**TEXT SHOWN:**
===============

I can’t really say that I have a “favorite” cinematographer, but I usually think it’s neat when I see Dean Cundey’s name in the credits, or, in fact, anyone who managed to start out in low-budget exploitation movies and break into the big time. Cundey’s early credits include the trashy killer-‘Nam-vet obscurity THE NO MERCY MAN, the blaxploitation hairdresser sleazefest BLACK SHAMPOO and the great BARE KNUCKLES. He hooked up with John Carpenter to do fabulous work on HALLOWEEN and THE FOG, whose look lends the ghost story a spectacularly spooky vibe. A few more Carpenter pics later, Cundey joined Steven Spielberg’s repertory company of sorts, shooting Amblin’ productions like JURASSIC PARK, HOOK and the BACK TO THE FUTURE trilogy directed by Robert Zemeckis. It’s really not all that common for a below-the-line talent to rise from the bottom of the industry to the cream of the crop, but Cundey did.

3) Joe Don Baker or Bo Svenson?
Whew, that’s a tough call. A couple of years ago, I would have said Joe Don, no question. But after watching more Svenson than Baker movies recently, I’ve got to make the call for Bo. He, quite frankly, can do more on-screen than can Baker. While he seamlessly stepped into Baker’s shoes for the two sequels to WALKING TALL (and the television series) as tough guy sheriff Buford Pusser, Svenson is also pretty good in the domestic drama scenes and in moments of humor. Consider, for instance, his romantic chemistry with Cybill Shepherd in the light action/comedy SPECIAL DELIVERY or his insouciant, throwaway manner (although this may have been a performance enhanced with libation) in the silly GOLD OF THE AMAZON WOMEN. It’s difficult to imagine Baker in either film, whereas I think Svenson could have acquitted himself quite well in Baker vehicles like MITCHELL or even JUNIOR BONNER.

===============

**WORK INSTRUCTIONS:**
1. Shorten the paragraph in the film Q&A above that begins "Whew, that's a tough call" to about three sentences, keeping its main facts.
2. From the listing below, set out as a numbered list the lines that begin at the line containing "Pretty please, spot the script" and stop after the line containing "47, 61, 414, 261". Omit any blank lines.

===============

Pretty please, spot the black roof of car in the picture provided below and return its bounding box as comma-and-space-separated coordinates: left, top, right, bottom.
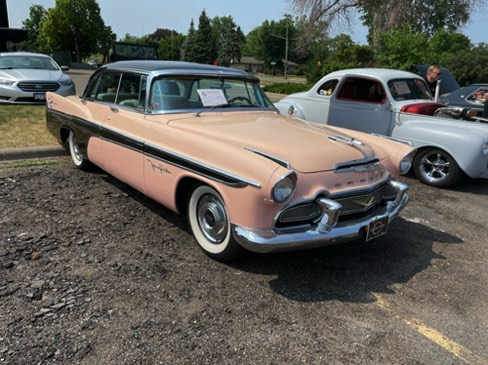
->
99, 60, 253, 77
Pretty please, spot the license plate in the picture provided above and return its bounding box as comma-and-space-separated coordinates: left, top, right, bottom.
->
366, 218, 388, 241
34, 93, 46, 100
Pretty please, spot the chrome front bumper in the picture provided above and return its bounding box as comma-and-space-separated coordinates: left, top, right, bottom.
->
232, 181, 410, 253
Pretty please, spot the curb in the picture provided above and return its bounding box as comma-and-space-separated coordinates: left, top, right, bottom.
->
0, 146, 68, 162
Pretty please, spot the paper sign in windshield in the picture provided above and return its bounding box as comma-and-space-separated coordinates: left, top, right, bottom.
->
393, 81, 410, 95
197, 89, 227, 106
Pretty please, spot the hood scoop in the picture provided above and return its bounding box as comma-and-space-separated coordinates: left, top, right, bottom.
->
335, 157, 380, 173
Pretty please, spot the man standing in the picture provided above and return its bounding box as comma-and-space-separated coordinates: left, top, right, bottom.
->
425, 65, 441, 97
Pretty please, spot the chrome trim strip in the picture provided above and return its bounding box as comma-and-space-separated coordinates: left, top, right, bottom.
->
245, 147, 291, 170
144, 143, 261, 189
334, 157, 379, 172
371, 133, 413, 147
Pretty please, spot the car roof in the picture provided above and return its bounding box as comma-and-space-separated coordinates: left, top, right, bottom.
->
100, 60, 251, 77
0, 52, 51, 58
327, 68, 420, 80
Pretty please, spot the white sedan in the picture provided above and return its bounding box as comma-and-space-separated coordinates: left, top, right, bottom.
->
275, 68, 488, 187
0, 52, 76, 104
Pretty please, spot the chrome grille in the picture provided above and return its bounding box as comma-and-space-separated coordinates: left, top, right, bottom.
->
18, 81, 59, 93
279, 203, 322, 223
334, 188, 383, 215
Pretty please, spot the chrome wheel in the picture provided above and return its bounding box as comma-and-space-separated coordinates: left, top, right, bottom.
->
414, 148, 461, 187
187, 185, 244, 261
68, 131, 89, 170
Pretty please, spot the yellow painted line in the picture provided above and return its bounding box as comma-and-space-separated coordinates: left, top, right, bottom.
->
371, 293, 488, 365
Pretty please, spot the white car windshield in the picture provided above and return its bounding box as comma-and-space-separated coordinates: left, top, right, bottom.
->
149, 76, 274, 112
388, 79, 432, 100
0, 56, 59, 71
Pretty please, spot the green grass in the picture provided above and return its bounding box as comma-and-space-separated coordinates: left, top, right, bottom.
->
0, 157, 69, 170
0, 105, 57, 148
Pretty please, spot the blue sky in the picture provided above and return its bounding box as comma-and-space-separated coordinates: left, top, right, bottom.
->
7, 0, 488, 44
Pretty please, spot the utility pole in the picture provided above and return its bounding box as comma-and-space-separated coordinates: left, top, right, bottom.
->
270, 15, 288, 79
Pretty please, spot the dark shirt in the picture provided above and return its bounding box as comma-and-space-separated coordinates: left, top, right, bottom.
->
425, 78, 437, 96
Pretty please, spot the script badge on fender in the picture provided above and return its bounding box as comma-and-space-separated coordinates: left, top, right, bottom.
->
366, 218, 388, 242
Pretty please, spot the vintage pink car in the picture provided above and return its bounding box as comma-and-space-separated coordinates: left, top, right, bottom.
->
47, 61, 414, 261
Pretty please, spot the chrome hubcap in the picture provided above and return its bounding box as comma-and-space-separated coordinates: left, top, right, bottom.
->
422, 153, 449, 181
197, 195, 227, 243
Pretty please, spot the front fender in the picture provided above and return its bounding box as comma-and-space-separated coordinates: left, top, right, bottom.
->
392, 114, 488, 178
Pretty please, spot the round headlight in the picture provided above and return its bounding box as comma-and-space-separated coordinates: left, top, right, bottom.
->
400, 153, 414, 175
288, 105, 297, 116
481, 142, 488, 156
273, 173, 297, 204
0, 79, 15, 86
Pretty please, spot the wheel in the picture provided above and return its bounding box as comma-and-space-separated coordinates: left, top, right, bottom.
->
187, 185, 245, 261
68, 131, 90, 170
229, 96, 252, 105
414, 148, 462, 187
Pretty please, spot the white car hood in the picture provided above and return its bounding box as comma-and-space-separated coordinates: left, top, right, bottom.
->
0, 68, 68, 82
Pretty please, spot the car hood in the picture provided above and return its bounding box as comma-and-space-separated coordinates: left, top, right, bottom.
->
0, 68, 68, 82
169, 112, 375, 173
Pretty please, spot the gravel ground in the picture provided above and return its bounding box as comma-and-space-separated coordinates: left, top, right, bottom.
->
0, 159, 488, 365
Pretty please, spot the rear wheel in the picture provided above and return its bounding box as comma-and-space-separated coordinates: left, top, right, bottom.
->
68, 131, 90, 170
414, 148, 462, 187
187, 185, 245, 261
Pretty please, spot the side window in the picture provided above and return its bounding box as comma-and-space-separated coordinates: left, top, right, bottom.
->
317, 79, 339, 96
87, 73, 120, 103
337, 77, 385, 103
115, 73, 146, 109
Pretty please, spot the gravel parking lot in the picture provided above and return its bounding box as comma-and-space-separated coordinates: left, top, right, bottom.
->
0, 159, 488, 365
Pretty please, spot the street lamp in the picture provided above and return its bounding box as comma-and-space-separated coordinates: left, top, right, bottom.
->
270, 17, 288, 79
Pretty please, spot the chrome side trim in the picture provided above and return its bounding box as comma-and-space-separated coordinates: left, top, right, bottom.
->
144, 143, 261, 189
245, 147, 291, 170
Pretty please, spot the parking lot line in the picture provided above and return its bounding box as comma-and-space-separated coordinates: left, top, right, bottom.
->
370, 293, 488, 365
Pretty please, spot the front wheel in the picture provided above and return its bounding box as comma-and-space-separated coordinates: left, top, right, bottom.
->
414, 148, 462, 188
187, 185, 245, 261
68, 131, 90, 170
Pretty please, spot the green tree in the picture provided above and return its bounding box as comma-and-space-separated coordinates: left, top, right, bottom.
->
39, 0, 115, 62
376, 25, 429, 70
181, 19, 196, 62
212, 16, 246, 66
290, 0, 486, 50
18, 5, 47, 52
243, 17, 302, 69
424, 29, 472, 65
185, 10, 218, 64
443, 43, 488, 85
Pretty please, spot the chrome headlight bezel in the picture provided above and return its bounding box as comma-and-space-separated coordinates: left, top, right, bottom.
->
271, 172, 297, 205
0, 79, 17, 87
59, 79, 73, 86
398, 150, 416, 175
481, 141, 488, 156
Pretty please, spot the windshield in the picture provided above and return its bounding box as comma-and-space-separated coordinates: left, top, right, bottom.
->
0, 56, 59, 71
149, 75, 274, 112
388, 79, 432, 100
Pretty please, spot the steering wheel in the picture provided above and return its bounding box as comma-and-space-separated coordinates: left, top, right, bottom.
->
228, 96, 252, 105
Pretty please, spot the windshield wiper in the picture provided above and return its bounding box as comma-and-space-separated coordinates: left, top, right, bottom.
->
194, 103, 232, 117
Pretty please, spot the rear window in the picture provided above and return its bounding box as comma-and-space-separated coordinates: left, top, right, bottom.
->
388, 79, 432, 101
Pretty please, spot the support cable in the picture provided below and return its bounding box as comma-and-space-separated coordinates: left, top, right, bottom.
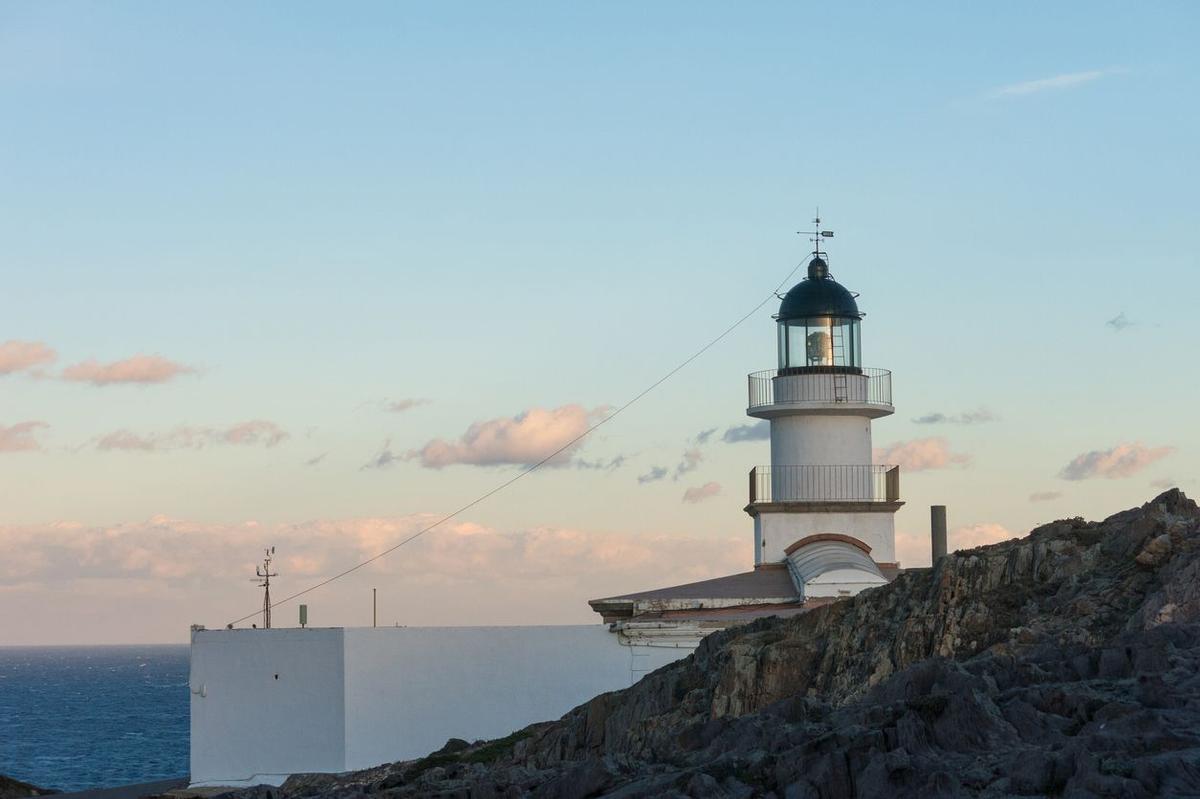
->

===============

**COMPLETED EXERCISE:**
1. A few years ago I would have picked Joe Don Baker without question, but after recently watching more Bo Svenson than Baker movies, I choose Svenson, who can do more on screen. Besides stepping into Baker's role as sheriff Buford Pusser for the two WALKING TALL sequels and the television series, Svenson is good in domestic drama and humor, as his romantic chemistry with Cybill Shepherd in SPECIAL DELIVERY and his throwaway manner in GOLD OF THE AMAZON WOMEN show. Baker is hard to imagine in either film, whereas Svenson could have done well in Baker vehicles like MITCHELL or even JUNIOR BONNER.

2.
1. Pretty please, spot the script badge on fender in the picture provided above and return its bounding box as comma-and-space-separated coordinates: left, top, right, bottom.
2. ->
3. 366, 218, 388, 242
4. Pretty please, spot the vintage pink car in the picture provided above and return its bounding box as comma-and-space-separated coordinates: left, top, right, bottom.
5. ->
6. 47, 61, 414, 261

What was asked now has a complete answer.